(Beginning of Task material)

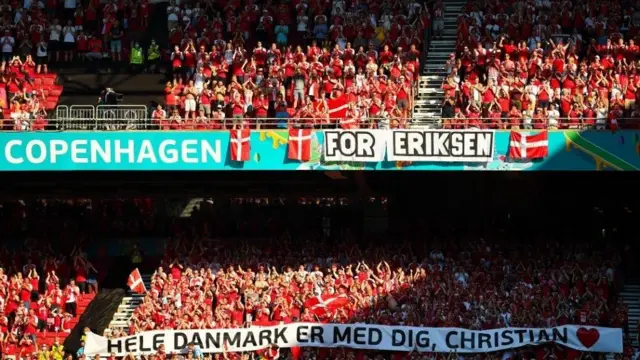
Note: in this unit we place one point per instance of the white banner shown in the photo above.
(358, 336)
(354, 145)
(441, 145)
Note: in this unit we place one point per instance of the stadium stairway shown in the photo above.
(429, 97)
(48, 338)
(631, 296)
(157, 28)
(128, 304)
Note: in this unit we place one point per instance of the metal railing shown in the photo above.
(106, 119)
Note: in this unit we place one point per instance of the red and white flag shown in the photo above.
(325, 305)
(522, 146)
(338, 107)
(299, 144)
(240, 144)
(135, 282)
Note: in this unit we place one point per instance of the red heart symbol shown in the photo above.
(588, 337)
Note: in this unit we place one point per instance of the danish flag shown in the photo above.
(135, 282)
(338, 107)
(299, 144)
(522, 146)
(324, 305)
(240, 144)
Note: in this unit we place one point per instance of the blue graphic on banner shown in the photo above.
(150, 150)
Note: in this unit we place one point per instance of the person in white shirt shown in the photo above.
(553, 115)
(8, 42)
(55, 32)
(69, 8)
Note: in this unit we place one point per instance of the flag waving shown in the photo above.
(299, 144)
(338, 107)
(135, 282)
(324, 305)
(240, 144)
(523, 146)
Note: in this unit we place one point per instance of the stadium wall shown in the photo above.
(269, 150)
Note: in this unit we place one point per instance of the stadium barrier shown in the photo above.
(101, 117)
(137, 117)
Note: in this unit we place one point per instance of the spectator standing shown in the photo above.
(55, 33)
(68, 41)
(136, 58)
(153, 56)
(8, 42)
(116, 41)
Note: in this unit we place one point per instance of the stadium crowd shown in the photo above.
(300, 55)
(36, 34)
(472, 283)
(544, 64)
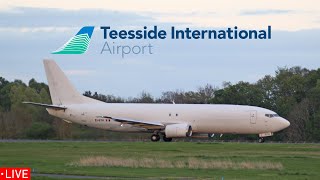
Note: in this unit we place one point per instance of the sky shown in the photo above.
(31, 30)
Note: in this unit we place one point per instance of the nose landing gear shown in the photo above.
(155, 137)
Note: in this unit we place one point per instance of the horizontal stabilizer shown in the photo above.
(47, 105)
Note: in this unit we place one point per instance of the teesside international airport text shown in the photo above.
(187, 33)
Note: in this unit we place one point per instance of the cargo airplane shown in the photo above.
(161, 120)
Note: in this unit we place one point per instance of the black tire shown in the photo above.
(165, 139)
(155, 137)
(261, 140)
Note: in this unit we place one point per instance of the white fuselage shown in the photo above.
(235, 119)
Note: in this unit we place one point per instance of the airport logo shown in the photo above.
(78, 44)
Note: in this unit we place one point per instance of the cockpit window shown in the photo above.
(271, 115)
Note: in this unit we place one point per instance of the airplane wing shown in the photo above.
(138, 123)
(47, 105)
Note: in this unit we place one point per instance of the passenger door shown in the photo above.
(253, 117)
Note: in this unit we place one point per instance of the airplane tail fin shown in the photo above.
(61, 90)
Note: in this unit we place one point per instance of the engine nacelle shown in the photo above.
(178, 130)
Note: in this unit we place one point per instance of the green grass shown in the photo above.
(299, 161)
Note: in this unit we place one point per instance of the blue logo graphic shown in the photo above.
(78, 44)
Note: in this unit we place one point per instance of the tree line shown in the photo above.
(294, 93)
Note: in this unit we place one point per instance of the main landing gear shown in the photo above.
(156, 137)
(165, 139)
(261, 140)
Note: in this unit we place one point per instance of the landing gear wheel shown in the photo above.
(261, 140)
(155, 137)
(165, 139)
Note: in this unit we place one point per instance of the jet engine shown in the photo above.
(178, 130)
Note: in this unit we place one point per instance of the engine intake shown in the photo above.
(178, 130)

(End of Task material)
(Beginning of Task material)

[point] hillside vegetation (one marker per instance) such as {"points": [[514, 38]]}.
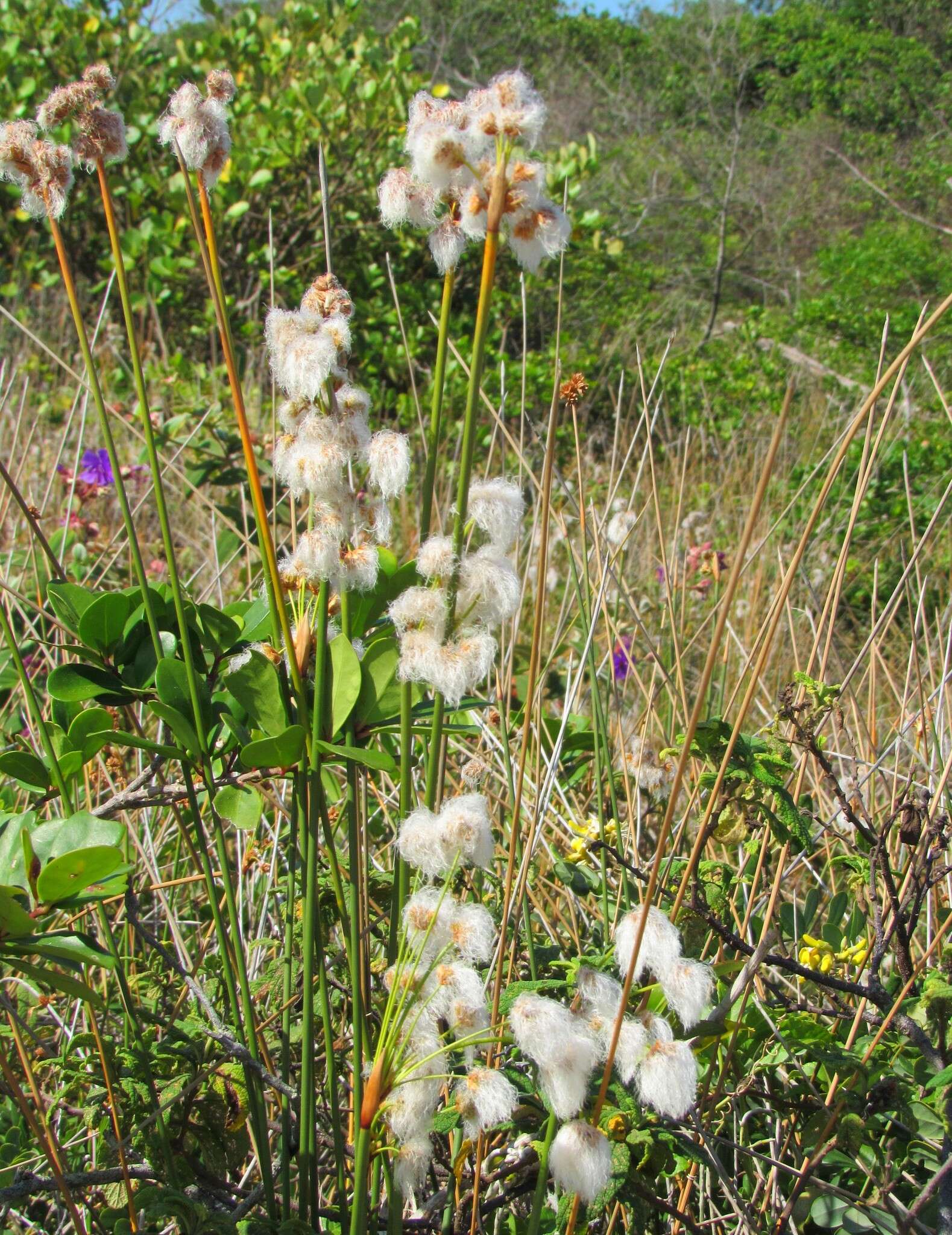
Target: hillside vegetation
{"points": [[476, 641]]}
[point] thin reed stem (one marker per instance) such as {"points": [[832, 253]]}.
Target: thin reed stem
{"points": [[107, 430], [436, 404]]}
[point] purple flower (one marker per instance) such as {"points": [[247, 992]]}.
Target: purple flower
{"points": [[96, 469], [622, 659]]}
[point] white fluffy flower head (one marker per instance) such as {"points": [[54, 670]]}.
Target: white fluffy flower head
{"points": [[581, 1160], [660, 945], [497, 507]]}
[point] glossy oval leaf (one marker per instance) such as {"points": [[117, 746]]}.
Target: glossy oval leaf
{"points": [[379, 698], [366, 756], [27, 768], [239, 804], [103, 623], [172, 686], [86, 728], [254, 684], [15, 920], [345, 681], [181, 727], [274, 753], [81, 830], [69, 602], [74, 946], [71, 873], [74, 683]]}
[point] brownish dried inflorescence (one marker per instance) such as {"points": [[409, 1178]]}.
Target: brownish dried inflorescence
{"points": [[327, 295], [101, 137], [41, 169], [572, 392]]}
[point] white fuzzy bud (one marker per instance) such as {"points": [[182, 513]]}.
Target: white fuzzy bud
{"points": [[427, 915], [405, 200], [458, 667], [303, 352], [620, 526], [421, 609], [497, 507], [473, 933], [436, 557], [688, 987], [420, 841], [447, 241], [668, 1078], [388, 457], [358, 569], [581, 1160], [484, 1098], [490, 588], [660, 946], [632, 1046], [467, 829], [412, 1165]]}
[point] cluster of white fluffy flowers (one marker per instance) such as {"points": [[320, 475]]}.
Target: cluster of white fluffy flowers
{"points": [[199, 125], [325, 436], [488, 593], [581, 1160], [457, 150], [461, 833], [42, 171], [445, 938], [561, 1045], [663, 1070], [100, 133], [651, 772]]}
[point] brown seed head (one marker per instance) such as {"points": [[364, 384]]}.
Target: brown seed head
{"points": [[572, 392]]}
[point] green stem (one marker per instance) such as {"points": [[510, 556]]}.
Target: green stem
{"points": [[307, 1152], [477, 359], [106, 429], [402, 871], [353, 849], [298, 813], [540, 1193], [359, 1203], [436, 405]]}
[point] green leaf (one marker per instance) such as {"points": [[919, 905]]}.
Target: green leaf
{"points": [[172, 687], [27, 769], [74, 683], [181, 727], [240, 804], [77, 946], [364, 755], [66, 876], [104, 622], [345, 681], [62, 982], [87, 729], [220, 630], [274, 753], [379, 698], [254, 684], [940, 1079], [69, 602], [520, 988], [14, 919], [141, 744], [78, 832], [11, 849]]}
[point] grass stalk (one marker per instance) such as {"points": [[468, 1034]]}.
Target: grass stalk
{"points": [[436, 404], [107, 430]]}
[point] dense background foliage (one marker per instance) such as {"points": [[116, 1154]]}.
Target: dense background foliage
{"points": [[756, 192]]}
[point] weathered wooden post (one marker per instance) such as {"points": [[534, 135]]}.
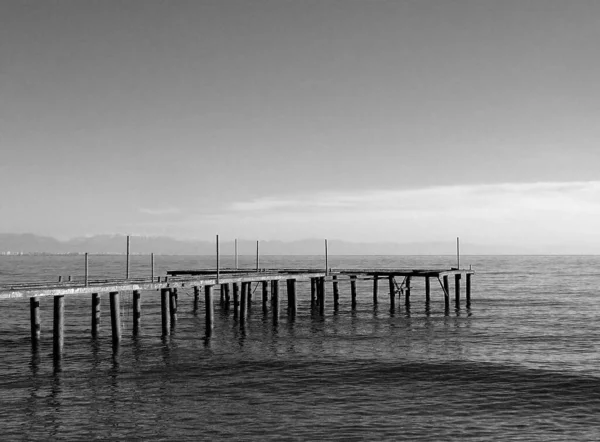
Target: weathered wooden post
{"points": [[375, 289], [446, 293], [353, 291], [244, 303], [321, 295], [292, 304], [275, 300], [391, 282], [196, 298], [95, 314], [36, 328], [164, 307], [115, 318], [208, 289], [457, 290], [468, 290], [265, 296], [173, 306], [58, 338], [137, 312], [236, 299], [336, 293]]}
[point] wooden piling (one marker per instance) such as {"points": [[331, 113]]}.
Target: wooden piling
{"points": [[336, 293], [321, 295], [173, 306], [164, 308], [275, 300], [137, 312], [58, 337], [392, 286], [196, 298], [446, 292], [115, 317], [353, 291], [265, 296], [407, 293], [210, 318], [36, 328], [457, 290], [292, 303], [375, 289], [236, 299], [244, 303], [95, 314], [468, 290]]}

(End of Task material)
(Beginning of Task material)

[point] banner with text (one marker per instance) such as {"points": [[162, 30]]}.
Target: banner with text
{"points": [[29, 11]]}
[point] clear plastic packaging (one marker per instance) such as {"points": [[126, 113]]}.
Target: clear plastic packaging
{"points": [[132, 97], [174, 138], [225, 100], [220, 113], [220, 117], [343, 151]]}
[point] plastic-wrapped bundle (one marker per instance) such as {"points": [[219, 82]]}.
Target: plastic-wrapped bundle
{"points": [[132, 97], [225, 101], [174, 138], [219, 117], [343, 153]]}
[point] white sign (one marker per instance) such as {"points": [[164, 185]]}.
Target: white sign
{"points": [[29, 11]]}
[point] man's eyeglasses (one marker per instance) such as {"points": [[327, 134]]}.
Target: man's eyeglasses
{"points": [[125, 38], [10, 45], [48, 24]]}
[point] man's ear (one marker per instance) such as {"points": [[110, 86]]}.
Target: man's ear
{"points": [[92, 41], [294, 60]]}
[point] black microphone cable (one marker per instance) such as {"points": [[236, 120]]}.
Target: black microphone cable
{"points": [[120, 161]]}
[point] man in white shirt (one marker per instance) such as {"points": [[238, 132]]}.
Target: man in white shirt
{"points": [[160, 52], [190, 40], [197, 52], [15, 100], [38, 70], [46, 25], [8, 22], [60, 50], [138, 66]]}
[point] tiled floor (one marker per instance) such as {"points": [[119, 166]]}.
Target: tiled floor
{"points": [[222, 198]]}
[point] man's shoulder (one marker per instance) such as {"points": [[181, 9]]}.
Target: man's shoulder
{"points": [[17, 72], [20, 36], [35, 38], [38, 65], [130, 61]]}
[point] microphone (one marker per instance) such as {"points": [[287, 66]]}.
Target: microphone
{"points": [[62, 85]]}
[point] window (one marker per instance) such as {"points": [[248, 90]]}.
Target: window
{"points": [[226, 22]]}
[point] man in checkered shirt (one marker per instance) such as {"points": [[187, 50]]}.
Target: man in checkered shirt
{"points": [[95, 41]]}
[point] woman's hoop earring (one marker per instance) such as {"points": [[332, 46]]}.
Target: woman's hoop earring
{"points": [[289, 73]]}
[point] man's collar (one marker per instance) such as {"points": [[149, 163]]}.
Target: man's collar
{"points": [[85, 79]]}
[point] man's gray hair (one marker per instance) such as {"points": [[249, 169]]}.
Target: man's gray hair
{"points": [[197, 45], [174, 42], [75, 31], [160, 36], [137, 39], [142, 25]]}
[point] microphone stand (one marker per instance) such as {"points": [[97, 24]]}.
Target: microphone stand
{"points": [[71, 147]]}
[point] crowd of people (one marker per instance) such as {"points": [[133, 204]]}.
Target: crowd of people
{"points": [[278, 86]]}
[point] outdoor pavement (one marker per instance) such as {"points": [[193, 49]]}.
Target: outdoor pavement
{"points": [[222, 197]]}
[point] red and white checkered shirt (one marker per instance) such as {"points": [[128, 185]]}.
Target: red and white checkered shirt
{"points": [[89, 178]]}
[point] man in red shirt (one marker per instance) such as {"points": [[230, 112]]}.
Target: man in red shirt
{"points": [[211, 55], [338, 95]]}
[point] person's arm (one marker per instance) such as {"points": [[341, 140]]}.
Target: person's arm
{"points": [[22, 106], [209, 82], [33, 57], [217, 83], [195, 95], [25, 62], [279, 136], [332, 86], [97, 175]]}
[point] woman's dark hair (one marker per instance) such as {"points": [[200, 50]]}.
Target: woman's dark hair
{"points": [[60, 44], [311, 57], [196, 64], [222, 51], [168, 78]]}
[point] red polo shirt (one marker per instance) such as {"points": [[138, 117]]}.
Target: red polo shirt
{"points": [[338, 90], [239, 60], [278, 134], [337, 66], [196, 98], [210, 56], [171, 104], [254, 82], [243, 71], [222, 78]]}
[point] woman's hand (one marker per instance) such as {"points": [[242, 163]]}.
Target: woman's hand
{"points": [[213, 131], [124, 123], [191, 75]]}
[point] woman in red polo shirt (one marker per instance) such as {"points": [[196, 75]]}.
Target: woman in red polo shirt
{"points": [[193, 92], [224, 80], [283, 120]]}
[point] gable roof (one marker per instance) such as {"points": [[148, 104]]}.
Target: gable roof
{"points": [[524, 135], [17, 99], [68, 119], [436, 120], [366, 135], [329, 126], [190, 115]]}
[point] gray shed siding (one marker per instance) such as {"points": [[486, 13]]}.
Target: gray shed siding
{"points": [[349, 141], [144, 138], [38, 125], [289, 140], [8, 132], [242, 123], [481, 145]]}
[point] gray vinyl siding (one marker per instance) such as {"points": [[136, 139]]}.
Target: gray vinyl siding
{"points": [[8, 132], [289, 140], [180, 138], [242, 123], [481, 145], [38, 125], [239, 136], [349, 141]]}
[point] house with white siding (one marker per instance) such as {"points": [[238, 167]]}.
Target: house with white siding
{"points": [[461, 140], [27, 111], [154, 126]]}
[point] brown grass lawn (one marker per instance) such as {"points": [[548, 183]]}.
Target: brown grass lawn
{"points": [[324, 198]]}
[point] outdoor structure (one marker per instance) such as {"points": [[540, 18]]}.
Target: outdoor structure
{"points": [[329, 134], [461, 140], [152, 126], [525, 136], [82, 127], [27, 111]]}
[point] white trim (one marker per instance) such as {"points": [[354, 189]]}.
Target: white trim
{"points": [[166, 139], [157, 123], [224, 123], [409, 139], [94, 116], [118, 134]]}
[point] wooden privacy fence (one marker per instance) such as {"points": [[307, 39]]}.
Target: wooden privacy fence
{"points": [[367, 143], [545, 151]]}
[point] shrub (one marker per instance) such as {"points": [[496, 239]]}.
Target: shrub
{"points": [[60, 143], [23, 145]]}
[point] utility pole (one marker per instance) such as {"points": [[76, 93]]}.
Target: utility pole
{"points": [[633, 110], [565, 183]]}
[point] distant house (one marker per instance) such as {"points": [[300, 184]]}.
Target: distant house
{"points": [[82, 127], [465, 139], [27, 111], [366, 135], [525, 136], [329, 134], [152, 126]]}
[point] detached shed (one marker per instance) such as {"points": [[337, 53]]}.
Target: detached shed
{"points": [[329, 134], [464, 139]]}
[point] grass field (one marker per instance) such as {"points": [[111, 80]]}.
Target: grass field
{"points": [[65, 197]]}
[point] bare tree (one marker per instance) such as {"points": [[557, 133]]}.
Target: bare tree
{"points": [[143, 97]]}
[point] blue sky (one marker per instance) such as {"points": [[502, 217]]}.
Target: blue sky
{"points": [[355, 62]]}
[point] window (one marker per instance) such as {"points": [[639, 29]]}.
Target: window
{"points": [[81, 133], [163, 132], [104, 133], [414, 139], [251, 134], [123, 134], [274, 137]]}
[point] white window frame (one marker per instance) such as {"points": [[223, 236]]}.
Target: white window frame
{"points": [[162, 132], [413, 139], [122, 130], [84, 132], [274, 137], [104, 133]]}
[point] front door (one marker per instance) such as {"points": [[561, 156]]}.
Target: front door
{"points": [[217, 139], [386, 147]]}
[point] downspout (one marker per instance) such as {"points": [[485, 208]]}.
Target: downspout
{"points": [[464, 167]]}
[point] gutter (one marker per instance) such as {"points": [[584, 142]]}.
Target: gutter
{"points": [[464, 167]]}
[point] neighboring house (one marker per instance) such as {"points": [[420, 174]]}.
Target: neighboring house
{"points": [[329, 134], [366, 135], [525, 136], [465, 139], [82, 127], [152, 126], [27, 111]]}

(End of Task material)

Brief: Scan the lines above for "Target: shrub" and for "[point] distant house". Repeat exactly the line holding each of them and every line in between.

Worked solution:
Target: shrub
{"points": [[60, 143], [23, 145]]}
[point] utility pole (one marker per instance) such as {"points": [[76, 93]]}.
Target: utility pole
{"points": [[633, 110], [565, 183]]}
[point] distant house (one marker per instance) such as {"points": [[300, 184]]}.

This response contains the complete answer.